— STATED PROBLEM —
Return every line of the records below without changing anything.

— TASK DATA —
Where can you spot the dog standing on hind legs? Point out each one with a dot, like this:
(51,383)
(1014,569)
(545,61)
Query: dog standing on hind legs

— RESPONSE FOR THIS EXERCISE —
Where can you spot the dog standing on hind legs? Point out each one with a dot, like this:
(51,383)
(1014,569)
(545,61)
Query: dog standing on hind legs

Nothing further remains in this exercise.